Given text –
Voyage expenses for the three months ended March 31, 2018 were USD 22.5 million compared to USD 13.4 million in the comparable quarter in 2017. The increase was mainly attributable to an increase in the number of freight voyages in the current quarter compared to the comparable quarter in the prior year as well as increased bunker prices year over year.
Vessel expenses for the three months ended March 31, 2018 were USD 21.1 million compared to USD 18.0 million in the comparable quarter in 2017. The increase in vessel expenses is attributable to the increase in the owned fleet after the acquisition of 11 Ultramax vessels during 2017 and first quarter of 2018 which was partially offset by vessel sales in 2017. The Company sold the vessel Redwing in the first quarter of 2017, the Sparrow in the second quarter of 2017, the Woodstar in the third quarter of 2017 and the Wren in the fourth quarter of 2017. The ownership days for the three months ended March 31, 2018 and March 31, 2017 were 4,312 and 3,686, respectively.
Average daily vessel operating expenses for our fleet for the three months ended March 31, 2018 and March 31, 2017 were USD 4,888 and USD 4,871, respectively.

Information supplied –
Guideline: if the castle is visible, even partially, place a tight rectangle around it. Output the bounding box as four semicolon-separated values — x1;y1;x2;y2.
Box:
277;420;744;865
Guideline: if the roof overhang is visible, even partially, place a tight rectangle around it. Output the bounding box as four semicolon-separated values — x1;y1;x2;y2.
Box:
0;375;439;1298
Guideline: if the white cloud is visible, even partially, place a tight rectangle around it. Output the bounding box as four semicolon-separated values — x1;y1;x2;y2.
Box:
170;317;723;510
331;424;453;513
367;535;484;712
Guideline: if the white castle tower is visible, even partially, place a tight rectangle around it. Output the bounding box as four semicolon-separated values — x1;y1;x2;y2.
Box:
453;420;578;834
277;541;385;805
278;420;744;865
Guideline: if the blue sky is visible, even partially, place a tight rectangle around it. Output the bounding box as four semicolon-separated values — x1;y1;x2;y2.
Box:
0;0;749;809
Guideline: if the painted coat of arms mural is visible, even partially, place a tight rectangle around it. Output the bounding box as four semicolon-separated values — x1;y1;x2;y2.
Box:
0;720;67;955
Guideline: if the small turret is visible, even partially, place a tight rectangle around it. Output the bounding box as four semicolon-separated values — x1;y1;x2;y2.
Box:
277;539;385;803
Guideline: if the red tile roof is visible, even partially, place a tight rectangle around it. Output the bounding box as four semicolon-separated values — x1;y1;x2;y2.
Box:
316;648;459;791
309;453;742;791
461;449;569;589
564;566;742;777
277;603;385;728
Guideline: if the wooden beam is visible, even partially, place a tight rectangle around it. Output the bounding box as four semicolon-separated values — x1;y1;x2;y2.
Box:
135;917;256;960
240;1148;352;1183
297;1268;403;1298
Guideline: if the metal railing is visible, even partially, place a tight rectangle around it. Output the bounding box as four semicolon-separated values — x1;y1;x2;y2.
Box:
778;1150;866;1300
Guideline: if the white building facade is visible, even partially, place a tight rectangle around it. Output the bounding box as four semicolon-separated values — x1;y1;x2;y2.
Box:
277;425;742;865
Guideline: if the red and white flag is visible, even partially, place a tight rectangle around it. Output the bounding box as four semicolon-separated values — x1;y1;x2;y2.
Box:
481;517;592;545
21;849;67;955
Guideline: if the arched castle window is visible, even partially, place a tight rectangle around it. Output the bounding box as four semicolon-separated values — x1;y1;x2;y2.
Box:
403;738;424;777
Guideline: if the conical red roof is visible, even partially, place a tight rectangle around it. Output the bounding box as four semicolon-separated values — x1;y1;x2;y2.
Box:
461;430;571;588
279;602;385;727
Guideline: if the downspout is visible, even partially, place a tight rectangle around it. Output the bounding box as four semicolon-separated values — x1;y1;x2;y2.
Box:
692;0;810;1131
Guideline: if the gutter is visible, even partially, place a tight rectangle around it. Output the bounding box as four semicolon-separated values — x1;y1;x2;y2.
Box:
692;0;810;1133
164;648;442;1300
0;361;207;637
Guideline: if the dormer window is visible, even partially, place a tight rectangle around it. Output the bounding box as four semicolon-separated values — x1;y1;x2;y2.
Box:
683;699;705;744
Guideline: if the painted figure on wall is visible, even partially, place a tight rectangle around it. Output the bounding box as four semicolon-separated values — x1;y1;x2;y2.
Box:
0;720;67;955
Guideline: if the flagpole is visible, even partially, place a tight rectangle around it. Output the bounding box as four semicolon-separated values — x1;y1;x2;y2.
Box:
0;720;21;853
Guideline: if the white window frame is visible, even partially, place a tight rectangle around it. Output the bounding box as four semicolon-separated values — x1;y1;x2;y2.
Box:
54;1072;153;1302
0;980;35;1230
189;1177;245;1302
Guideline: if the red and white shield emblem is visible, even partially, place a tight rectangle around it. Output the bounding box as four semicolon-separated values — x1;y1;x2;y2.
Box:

What is expected – Condense the paragraph of the quarterly expense text that begins "Vessel expenses for the three months" into a short bulleted list that keeps its main facts.

Correct response –
- Vessel expenses were USD 21.1 million for the three months ended March 31, 2018, up from USD 18.0 million in the comparable 2017 quarter.
- The increase came from a larger owned fleet after the acquisition of 11 Ultramax vessels during 2017 and the first quarter of 2018. Vessel sales in 2017 partially offset it.
- The vessels sold in 2017 were Redwing (first quarter), Sparrow (second quarter), Woodstar (third quarter) and Wren (fourth quarter).
- Ownership days were 4,312 for the 2018 quarter and 3,686 for the 2017 quarter.